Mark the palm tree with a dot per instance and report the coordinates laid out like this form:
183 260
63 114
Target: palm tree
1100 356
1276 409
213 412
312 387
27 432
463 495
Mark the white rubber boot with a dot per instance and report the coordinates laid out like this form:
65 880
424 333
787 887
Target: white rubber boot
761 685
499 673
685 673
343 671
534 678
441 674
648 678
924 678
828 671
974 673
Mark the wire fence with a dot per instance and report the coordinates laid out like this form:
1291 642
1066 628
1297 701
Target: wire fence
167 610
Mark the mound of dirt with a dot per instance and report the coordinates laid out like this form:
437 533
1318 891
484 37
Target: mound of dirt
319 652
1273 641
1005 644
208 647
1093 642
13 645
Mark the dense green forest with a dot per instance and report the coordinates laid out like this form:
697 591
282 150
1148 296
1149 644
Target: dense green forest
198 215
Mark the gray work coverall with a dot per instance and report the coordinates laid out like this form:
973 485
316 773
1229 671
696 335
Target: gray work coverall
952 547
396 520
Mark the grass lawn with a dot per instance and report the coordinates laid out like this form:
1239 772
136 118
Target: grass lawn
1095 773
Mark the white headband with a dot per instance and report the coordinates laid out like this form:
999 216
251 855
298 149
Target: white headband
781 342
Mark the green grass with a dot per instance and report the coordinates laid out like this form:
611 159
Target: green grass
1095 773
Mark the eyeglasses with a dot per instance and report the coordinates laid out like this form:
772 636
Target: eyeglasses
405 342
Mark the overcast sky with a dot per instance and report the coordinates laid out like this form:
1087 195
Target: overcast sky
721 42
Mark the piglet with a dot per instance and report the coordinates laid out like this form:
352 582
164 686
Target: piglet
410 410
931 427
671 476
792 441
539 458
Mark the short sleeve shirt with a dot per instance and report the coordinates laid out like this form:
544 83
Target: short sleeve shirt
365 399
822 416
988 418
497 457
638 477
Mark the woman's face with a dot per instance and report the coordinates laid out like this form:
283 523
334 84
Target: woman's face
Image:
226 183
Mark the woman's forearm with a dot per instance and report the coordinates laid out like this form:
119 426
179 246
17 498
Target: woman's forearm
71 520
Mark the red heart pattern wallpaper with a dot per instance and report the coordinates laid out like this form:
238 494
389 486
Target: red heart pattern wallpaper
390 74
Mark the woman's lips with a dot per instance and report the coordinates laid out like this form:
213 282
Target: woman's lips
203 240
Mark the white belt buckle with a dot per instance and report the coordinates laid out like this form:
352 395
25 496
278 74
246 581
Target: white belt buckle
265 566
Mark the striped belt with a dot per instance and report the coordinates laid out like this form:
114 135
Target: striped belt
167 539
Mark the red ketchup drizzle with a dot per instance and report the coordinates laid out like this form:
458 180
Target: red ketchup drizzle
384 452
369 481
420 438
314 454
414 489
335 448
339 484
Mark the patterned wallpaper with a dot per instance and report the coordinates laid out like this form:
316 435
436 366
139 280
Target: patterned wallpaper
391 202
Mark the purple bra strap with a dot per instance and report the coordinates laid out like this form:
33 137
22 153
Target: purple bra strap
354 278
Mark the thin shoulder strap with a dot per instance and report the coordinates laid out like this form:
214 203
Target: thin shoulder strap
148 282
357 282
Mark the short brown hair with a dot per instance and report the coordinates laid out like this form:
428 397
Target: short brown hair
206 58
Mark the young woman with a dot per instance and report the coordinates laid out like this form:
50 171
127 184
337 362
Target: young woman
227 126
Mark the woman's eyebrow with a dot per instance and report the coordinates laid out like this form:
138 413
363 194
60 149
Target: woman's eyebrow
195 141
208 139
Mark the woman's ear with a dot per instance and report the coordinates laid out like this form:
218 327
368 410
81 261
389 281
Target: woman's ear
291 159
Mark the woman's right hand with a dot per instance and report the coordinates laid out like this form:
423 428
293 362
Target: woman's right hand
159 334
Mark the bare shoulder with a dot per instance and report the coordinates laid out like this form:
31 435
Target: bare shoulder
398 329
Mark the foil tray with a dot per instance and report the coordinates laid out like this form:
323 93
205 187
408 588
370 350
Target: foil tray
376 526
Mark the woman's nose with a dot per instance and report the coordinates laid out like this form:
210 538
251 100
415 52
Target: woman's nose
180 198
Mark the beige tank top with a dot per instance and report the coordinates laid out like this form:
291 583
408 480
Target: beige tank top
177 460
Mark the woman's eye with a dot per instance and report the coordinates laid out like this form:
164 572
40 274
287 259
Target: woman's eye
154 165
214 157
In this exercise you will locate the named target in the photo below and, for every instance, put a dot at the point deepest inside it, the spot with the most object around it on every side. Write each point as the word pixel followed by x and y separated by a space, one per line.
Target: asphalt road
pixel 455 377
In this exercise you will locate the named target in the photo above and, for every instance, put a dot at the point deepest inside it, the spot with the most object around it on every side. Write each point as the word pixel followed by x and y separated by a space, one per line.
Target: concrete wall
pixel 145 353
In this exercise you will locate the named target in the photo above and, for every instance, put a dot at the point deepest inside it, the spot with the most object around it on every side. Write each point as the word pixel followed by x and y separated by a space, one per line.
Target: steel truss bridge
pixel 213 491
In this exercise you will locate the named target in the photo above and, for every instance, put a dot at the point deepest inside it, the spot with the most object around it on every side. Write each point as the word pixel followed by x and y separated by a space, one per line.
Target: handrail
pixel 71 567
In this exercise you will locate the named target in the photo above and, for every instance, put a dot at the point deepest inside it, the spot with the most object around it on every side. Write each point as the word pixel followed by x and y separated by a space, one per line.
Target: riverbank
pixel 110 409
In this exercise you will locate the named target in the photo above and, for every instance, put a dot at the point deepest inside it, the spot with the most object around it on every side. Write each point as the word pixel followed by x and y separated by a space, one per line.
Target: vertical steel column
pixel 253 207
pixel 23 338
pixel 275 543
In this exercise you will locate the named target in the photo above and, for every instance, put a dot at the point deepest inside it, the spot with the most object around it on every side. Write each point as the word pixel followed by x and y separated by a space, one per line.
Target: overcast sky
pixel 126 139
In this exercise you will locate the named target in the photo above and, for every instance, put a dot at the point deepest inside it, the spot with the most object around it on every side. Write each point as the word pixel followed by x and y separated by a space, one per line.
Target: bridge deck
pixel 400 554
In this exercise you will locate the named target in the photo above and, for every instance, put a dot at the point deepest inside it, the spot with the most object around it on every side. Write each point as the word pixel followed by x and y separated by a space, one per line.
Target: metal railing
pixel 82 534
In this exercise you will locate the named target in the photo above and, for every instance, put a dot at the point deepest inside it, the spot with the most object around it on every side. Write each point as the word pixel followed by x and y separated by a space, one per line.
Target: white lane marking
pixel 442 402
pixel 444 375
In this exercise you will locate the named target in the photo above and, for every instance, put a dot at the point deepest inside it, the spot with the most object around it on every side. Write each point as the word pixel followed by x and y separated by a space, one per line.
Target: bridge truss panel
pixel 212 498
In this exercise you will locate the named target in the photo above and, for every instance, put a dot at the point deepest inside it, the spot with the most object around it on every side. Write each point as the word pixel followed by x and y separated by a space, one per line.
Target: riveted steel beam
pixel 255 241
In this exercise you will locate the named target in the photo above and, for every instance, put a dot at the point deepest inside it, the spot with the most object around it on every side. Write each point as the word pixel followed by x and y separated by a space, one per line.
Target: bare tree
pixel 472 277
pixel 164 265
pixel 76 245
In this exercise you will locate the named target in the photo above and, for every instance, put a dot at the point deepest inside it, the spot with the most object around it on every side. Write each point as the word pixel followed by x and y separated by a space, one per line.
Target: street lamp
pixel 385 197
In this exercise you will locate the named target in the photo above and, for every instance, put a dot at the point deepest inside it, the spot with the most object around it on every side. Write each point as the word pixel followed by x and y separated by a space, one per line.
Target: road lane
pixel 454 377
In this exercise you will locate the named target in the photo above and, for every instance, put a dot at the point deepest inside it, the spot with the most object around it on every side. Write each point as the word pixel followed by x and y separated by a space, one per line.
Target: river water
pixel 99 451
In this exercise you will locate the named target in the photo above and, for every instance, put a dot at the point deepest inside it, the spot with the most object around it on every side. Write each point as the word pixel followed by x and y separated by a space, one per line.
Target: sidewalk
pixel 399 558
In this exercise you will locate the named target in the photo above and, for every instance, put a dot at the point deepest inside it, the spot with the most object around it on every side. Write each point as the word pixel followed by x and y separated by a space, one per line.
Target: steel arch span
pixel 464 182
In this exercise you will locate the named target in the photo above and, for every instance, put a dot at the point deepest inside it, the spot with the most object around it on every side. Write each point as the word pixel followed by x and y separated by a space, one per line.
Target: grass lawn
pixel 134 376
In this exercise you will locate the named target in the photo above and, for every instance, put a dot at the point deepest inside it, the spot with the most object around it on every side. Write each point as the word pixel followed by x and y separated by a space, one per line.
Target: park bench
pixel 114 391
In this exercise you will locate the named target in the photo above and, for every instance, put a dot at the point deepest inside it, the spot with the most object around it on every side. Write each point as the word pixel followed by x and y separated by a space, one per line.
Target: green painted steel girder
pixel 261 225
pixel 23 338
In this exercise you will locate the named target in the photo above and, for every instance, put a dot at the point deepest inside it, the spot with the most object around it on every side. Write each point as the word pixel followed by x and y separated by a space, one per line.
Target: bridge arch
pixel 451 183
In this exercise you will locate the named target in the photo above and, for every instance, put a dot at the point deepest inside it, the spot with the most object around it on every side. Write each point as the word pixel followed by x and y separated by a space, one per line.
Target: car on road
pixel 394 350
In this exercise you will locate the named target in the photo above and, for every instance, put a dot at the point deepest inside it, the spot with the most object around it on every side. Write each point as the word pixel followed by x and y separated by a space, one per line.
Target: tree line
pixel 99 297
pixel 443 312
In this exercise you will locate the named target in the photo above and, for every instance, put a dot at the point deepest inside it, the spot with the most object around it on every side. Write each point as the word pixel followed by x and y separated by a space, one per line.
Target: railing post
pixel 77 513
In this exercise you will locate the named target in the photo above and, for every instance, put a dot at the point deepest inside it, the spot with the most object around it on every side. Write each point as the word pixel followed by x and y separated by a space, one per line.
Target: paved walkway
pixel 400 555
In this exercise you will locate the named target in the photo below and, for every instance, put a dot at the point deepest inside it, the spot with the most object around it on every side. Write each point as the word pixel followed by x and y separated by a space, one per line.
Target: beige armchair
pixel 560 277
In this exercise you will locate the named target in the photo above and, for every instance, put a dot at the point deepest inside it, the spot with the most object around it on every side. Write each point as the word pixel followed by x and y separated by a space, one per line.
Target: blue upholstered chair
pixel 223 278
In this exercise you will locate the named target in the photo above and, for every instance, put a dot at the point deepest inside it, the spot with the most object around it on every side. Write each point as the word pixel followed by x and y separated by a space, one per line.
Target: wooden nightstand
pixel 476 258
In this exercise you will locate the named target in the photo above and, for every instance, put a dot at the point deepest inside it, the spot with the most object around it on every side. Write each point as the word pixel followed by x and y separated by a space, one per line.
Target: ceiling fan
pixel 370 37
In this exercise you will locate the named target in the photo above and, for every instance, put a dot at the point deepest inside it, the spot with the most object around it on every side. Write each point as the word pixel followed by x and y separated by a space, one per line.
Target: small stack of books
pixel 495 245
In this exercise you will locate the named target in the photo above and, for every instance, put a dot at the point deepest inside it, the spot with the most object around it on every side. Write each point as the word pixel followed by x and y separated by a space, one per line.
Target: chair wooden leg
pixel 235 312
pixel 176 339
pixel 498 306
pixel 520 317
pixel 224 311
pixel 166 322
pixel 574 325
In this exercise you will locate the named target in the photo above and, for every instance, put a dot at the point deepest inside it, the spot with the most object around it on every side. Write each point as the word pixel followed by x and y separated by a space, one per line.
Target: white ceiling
• • • • • • •
* **About this task**: Whenever a line includes the word "face", pull it out of the entries.

* **Task answer**:
Mark the woman's face with a dot per instance and report the coordinates laid out like this form:
Target: woman's face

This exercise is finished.